»»
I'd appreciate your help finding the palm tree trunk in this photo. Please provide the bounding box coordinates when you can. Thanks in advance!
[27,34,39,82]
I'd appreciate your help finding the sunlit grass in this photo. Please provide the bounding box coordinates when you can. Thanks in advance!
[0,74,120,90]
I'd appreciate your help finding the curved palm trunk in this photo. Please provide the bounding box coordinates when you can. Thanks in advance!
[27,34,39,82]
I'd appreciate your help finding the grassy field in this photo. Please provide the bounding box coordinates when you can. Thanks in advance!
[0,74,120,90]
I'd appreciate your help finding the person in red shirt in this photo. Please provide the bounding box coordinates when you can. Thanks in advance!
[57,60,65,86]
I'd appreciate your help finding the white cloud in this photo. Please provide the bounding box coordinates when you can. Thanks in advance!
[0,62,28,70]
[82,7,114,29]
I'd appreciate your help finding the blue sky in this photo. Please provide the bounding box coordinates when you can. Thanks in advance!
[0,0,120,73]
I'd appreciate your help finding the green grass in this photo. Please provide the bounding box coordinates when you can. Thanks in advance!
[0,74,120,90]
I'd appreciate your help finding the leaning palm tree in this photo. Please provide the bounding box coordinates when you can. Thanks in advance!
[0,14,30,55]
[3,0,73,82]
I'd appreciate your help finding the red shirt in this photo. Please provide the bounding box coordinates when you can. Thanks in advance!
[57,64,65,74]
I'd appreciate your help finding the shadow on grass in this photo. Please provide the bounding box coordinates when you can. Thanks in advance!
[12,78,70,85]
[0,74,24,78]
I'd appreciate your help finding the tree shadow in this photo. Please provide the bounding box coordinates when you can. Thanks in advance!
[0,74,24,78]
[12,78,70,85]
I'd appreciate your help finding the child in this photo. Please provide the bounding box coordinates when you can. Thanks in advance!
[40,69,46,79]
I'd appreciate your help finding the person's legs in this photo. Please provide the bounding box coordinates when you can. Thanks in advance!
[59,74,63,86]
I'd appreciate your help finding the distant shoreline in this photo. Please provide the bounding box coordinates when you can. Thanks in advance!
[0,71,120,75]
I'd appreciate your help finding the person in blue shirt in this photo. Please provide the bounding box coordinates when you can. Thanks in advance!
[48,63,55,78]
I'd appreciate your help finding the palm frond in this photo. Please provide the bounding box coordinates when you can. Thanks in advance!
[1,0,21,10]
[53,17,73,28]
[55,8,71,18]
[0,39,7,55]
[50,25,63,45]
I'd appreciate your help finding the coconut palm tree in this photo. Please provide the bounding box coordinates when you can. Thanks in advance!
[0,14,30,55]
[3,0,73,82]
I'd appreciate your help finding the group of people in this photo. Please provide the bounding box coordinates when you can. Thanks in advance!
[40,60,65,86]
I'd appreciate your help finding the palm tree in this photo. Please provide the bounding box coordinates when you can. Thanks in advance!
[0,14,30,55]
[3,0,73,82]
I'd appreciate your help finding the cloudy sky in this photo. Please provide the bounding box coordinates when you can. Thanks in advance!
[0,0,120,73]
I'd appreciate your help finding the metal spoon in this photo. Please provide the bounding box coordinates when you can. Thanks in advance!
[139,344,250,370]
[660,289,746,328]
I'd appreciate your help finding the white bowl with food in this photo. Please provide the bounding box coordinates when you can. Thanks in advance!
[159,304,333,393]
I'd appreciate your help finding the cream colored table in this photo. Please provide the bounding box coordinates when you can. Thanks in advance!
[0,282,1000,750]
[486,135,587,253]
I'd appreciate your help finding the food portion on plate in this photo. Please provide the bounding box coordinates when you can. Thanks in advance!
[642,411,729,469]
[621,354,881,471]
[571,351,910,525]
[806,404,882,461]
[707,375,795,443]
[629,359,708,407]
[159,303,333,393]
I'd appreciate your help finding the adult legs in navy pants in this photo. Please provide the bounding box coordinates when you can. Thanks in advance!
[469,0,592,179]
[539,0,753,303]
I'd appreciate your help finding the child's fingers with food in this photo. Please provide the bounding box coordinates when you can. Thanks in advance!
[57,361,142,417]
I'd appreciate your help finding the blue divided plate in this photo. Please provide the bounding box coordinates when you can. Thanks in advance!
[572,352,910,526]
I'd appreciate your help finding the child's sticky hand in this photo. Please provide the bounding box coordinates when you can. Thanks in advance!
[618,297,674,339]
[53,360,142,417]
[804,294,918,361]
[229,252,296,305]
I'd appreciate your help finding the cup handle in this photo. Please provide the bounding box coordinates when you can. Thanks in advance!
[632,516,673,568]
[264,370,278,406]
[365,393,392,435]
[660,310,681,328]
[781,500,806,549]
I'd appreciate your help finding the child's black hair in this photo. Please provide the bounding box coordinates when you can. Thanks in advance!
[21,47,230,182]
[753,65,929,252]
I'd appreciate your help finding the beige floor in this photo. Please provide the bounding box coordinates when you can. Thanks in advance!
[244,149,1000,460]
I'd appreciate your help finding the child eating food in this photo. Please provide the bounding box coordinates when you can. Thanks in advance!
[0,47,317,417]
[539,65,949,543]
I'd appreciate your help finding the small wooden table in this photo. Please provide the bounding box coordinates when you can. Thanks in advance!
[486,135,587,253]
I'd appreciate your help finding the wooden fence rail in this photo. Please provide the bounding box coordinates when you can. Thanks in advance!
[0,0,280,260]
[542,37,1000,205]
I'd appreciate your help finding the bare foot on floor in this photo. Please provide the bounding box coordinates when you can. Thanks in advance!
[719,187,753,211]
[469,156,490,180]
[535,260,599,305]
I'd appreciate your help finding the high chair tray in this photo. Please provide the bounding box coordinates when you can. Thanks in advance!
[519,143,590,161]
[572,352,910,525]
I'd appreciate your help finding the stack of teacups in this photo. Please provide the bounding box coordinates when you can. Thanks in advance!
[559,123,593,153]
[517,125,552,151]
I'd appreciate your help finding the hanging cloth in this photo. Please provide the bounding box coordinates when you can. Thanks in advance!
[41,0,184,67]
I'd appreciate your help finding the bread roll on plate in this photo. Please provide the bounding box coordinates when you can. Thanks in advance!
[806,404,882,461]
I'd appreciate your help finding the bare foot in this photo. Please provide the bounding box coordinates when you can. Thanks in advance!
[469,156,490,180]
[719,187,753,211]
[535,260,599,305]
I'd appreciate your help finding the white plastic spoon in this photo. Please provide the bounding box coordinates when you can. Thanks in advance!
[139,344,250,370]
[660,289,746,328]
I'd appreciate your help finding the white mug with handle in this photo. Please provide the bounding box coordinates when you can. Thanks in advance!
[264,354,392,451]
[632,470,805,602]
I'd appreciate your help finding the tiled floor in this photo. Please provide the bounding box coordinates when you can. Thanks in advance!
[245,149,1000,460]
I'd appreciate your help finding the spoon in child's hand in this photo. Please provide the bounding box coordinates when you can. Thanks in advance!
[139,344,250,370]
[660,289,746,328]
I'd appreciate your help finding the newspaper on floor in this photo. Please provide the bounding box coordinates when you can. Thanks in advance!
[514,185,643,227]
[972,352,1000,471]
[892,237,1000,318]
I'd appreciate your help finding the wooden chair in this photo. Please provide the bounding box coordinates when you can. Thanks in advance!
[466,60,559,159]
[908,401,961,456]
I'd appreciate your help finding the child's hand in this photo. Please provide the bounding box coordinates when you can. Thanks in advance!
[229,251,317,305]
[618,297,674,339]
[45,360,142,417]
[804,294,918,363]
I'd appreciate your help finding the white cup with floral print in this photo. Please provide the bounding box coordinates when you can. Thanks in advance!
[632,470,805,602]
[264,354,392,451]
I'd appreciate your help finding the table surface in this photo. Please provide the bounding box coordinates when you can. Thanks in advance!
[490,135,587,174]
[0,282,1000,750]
««
* _STATED TASK_
Convert the listing above, from its first line through the line containing "[57,64,65,74]", inclusive, into a two-column CSV with the header text,answer. Give one row for each text paired with its answer, with each field in quotation marks and any line breaks inside a field replaced by spaces.

* _TASK OUTPUT_
text,answer
"I'd appreciate your help finding the palm tree trunk in this photo. Please provide the bounding box coordinates when you can. Thanks in advance!","[27,34,39,82]"
"I'd appreciate your help finding the sunlit grass in this photo. Please provide the bounding box coordinates when you can. Thanks in advance!","[0,74,120,90]"
"I'd appreciate your help finding the curved palm trunk in this photo. Please provide the bounding box coordinates when you can. Thanks in advance!","[27,34,39,82]"
"I'd appreciate your help finding the grassy field in this photo. Please provide the bounding box coordinates when you can. Thanks in advance!","[0,74,120,90]"
"I'd appreciate your help finding the person in red shirt in this photo. Please provide the bounding box coordinates when you can. Thanks in advance!","[57,60,65,86]"
"I'd appreciate your help finding the white cloud in this photo. Please provide the bounding box coordinates when you can. Thanks in advance!","[0,62,28,70] [82,7,114,29]"
"I'd appreciate your help finding the blue sky in this photo. Please provide the bounding box coordinates when you can. Thanks in advance!","[0,0,120,73]"
"I'd appreciate your help finding the green grass in this photo. Please provide the bounding box coordinates when you can. Thanks in advance!","[0,74,120,90]"
"I'd appreciate your help finding the leaning palm tree in this photo. Please provide the bounding box coordinates when you can. Thanks in advance!","[0,14,30,55] [3,0,73,82]"
"I'd appreciate your help finding the red shirt in this photo. Please provide the bounding box coordinates when you can. Thanks in advance!","[57,64,65,74]"